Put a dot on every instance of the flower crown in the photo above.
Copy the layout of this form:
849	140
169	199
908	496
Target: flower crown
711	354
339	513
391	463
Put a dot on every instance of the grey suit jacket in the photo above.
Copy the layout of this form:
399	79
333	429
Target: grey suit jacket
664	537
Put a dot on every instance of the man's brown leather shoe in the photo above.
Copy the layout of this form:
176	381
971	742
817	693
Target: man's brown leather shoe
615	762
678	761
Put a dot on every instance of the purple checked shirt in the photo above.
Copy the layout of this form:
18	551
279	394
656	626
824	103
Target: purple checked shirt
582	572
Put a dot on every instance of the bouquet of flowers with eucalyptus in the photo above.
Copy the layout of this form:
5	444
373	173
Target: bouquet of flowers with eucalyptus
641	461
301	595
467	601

+ + + + +

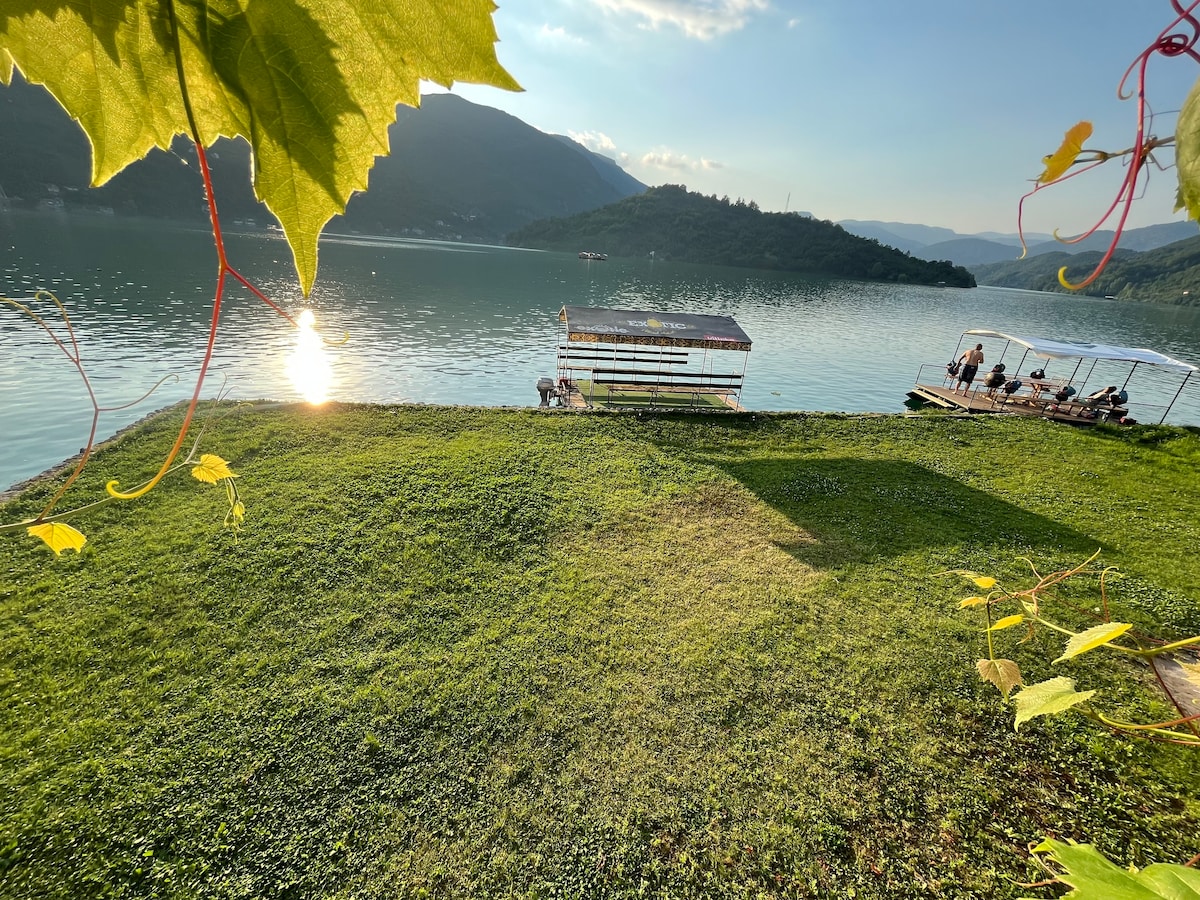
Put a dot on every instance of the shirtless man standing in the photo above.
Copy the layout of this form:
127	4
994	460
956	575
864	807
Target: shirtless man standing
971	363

+ + + + +

[Goal of the exercise] Pull every line from the items above that contains the string "brown", and treat uppercase and lowercase letters as different.

[Result below]
Put a dot on every instance of the man's brown leather shoe in the photo above.
Target: man's brown leather shoe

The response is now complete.